GIVEN EXERCISE.
In the text on 3D printing and the ASX, print the passage from the words "That is about" up to and including the words "3D printing business!", without changing anything.

TEXT TO READ.
━━━━━━━━
What constitutes a “next big thing” varies, but in general it is safe to say anything that has the potential to change the way humans do things qualifies.  Steam engines begat the Industrial Revolution and personal computers, modems, the Internet, and smartphones have ushered in the Information Revolution.

Investors who frequent the financial websites and other market news outlets around the world have probably been exposed to the hype and promise of a technology labelled “3D Printing” as the latest “next big thing.”  Those who prefer to keep their investment dollars at home may have not felt the need to research 3D Printing, since there is as yet no 3D Printing stock on the ASX.

That is about to change as Melbourne based 3D Group is reportedly eyeing a spot on the ASX through a reverse takeover.  Traditional Initial Public Offerings (IPO) are costly.  Taking over the CODE symbol of an existing ASX company with minimal assets and future prospects is a cost effective alternative.  The plan is for tiny Oz Brewing (OZB) (market cap of $2.4 million) to “takeover” privately held 3D Group for shares and options.  There are some regulatory hoops, shareholder approvals, and a capital raise to jump through, but should the deal go through Oz Brewing would then stop brewing beer and get into the 3D printing business!
━━━━━━━━
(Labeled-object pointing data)
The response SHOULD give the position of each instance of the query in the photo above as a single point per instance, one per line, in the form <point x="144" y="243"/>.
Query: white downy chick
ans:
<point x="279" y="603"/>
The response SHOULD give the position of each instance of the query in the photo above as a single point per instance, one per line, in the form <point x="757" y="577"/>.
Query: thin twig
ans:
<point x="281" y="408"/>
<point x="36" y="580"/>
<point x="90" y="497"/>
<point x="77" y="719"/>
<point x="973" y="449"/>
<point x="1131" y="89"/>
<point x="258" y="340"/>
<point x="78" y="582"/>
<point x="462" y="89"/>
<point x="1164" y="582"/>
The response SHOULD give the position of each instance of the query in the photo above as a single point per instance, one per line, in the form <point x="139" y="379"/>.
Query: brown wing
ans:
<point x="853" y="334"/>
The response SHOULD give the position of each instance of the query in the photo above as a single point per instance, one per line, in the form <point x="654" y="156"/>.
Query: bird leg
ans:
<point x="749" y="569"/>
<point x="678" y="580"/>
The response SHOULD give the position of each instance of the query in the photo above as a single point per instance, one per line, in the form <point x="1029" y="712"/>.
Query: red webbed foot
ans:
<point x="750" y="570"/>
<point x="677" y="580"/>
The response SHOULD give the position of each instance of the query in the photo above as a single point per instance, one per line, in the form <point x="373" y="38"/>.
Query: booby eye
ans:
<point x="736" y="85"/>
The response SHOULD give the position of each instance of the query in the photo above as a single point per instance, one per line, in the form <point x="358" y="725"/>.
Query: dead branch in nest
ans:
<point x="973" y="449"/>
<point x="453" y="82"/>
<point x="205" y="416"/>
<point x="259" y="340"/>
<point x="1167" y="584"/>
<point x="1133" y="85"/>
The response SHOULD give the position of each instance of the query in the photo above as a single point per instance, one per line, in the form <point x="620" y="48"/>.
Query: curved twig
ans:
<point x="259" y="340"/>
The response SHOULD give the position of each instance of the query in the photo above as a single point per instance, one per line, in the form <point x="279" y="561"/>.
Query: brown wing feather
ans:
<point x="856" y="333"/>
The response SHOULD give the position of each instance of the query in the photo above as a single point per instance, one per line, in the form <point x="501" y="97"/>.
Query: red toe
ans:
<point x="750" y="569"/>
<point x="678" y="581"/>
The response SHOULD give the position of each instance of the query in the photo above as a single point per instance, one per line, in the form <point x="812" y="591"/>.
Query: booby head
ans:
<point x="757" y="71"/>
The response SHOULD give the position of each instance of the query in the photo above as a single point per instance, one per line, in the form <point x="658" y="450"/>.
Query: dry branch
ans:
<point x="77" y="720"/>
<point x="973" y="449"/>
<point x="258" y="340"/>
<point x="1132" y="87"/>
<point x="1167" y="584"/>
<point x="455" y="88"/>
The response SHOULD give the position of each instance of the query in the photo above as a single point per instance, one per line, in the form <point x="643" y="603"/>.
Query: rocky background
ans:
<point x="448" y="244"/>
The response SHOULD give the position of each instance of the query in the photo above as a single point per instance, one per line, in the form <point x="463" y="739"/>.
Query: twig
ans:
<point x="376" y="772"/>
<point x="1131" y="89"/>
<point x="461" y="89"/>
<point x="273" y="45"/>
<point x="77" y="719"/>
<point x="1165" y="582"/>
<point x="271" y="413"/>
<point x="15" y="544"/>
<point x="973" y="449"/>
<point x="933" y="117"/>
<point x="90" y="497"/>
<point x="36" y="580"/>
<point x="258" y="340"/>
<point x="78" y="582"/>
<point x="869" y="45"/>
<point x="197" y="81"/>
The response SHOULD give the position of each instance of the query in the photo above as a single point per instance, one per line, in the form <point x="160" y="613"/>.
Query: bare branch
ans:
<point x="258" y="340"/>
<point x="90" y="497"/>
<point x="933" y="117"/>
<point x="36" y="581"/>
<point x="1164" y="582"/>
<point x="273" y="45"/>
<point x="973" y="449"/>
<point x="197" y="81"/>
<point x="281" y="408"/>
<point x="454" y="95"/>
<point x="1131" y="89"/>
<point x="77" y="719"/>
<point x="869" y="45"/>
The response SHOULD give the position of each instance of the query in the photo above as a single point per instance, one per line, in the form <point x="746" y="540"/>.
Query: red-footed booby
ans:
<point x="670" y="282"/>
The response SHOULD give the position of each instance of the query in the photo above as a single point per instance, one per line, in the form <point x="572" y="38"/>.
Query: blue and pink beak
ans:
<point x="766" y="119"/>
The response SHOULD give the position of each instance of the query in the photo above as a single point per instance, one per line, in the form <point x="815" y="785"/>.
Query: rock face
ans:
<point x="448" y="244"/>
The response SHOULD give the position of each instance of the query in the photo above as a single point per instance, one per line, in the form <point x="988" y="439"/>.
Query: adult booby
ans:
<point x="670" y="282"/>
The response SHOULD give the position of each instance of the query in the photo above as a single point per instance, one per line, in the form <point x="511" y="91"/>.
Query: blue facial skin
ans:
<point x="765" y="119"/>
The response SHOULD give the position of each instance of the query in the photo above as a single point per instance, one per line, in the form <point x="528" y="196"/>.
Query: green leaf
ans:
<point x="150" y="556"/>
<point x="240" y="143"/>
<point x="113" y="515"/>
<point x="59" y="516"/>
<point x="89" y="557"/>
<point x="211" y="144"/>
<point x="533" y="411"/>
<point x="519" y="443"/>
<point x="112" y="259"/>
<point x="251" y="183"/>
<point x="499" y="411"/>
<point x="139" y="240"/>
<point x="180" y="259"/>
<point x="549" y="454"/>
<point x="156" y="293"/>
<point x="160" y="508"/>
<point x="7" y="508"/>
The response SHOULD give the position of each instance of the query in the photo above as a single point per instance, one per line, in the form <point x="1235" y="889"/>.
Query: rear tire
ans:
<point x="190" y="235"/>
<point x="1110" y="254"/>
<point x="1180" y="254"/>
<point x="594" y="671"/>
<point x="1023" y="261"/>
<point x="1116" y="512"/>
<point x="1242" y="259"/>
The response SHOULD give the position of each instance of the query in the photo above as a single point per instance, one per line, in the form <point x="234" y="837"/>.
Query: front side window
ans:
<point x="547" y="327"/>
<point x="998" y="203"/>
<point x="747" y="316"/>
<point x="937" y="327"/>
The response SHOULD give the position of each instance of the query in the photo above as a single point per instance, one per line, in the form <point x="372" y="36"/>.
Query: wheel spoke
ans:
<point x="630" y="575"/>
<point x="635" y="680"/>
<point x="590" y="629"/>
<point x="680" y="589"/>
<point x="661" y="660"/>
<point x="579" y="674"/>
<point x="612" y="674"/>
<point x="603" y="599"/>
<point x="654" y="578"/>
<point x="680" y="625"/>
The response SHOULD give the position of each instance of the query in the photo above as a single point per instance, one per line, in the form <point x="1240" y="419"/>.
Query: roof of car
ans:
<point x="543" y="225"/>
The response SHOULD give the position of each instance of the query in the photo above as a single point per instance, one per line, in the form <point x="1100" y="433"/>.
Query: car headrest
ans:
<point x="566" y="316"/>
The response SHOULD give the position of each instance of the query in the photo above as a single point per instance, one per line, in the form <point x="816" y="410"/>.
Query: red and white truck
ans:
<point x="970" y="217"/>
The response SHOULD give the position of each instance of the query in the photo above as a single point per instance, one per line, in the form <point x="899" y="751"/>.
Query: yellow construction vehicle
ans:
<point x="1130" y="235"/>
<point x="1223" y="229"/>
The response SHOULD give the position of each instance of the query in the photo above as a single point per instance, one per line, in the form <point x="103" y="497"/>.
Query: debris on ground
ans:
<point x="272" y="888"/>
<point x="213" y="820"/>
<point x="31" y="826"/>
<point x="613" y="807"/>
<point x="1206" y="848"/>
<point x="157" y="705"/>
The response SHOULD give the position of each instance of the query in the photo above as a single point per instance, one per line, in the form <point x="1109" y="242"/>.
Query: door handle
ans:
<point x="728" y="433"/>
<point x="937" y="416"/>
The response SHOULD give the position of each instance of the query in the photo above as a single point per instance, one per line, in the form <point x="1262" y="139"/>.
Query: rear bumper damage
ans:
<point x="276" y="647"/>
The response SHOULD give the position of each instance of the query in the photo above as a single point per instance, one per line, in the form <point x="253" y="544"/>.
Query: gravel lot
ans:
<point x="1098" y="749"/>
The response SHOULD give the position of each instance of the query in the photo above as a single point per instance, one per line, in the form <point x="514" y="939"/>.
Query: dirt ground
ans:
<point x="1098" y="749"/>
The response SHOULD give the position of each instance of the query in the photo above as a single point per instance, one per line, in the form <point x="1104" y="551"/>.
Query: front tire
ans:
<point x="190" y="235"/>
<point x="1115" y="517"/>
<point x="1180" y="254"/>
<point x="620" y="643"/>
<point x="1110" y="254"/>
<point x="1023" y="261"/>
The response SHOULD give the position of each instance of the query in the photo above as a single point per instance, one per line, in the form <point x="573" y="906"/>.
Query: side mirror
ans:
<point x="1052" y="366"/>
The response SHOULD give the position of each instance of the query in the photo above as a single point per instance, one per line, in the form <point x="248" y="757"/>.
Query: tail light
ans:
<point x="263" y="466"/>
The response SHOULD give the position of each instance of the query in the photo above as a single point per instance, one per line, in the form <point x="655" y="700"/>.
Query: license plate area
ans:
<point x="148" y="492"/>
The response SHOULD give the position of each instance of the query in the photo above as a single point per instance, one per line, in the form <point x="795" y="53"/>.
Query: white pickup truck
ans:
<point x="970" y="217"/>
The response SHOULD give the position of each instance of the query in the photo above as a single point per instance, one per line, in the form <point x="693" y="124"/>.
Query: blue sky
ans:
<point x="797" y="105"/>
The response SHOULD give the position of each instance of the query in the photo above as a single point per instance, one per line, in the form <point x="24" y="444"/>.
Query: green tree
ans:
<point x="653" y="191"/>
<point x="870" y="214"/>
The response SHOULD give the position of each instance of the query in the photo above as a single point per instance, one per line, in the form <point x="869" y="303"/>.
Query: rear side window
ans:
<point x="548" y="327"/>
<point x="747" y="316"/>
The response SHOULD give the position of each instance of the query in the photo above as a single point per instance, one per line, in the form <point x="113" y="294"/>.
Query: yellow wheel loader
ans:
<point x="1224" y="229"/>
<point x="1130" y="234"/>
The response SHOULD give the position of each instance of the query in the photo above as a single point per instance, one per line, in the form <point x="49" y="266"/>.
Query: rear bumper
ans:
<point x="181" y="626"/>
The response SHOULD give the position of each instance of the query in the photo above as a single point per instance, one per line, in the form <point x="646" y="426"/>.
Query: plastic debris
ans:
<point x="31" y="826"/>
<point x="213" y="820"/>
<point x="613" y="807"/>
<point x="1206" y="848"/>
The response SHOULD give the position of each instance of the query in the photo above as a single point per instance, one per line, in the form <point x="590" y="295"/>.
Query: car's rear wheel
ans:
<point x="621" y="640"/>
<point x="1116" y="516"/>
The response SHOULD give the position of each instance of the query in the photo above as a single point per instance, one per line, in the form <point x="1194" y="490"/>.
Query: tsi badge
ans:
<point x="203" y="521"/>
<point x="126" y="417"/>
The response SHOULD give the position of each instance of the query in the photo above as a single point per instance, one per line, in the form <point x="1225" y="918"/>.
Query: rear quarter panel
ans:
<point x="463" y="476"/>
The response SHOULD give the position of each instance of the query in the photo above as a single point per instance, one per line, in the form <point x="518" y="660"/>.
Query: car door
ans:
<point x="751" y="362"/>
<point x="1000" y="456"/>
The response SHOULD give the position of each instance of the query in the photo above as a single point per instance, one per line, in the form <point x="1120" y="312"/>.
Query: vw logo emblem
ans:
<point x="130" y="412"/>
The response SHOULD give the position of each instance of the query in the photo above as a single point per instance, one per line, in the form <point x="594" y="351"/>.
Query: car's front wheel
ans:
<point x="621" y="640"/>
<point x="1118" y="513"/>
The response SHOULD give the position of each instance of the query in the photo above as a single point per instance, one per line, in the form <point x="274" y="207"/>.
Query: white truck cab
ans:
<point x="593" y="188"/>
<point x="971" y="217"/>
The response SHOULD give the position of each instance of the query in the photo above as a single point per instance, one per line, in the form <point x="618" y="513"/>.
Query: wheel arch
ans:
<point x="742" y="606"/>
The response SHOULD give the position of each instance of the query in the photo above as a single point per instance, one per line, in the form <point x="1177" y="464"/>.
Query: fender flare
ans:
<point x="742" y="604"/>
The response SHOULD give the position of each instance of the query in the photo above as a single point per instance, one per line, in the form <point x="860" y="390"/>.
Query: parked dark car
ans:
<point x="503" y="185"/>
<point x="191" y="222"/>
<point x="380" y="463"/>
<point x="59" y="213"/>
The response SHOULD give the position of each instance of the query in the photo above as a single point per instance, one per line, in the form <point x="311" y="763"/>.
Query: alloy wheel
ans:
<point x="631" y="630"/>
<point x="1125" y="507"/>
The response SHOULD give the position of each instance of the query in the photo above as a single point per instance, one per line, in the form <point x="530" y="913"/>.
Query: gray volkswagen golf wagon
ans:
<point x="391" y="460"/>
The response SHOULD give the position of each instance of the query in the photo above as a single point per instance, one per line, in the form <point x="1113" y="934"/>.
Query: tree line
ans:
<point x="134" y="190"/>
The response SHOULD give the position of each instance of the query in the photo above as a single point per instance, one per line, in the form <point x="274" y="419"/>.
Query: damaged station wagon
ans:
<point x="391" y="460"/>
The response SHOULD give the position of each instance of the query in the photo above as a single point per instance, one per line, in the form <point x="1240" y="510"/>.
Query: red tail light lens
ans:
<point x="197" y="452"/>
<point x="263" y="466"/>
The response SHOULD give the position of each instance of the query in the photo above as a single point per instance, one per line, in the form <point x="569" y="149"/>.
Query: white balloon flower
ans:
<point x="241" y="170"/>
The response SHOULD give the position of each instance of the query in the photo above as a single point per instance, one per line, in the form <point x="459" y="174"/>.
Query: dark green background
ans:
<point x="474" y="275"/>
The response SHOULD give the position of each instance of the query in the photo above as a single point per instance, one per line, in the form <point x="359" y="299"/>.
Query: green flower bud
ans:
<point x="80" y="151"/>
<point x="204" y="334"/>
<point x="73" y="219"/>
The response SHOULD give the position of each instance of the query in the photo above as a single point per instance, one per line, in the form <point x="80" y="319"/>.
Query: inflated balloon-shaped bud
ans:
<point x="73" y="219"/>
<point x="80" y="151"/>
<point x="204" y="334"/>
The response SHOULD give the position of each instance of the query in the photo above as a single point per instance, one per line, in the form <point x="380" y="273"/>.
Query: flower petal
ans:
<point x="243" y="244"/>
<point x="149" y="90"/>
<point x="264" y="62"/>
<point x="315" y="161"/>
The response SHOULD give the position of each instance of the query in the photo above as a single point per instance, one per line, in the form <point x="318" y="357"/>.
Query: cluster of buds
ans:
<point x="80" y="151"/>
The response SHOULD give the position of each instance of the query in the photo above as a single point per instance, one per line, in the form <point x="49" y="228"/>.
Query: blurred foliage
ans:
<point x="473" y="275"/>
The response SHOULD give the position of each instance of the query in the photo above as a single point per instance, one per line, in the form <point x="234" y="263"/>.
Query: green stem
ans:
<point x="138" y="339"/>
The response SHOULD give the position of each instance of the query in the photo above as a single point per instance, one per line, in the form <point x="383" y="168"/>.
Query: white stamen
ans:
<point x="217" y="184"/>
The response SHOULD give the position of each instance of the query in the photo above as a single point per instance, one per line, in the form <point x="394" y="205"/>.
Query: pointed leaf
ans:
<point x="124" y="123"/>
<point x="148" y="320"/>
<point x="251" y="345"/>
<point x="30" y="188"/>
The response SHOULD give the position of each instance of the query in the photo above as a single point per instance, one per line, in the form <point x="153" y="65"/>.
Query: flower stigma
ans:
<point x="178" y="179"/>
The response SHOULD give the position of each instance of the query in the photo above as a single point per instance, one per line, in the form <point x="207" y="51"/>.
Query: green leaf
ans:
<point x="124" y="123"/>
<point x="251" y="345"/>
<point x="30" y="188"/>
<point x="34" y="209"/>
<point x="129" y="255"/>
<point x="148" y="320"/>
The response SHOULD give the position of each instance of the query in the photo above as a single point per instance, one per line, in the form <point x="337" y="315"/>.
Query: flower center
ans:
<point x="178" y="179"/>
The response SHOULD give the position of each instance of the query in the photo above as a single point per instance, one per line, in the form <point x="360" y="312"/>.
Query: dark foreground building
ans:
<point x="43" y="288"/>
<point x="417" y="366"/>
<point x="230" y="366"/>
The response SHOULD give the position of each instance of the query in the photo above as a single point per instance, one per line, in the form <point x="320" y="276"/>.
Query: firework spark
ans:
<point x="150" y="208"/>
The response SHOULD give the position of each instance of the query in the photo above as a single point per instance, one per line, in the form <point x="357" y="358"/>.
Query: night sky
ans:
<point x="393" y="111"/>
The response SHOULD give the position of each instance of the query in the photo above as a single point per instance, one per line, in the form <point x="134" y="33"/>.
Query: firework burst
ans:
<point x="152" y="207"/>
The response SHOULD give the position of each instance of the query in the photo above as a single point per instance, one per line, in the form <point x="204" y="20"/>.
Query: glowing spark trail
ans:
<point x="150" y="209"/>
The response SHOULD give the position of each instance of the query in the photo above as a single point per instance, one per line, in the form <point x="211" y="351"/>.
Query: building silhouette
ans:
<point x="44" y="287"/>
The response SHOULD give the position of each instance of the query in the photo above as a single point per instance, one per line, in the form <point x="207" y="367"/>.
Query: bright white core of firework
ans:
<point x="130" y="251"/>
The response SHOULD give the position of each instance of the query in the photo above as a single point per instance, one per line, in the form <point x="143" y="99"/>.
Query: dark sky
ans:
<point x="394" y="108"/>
━━━━━━━━
RESULT OF THIS TASK.
That is about to change as Melbourne based 3D Group is reportedly eyeing a spot on the ASX through a reverse takeover.  Traditional Initial Public Offerings (IPO) are costly.  Taking over the CODE symbol of an existing ASX company with minimal assets and future prospects is a cost effective alternative.  The plan is for tiny Oz Brewing (OZB) (market cap of $2.4 million) to “takeover” privately held 3D Group for shares and options.  There are some regulatory hoops, shareholder approvals, and a capital raise to jump through, but should the deal go through Oz Brewing would then stop brewing beer and get into the 3D printing business!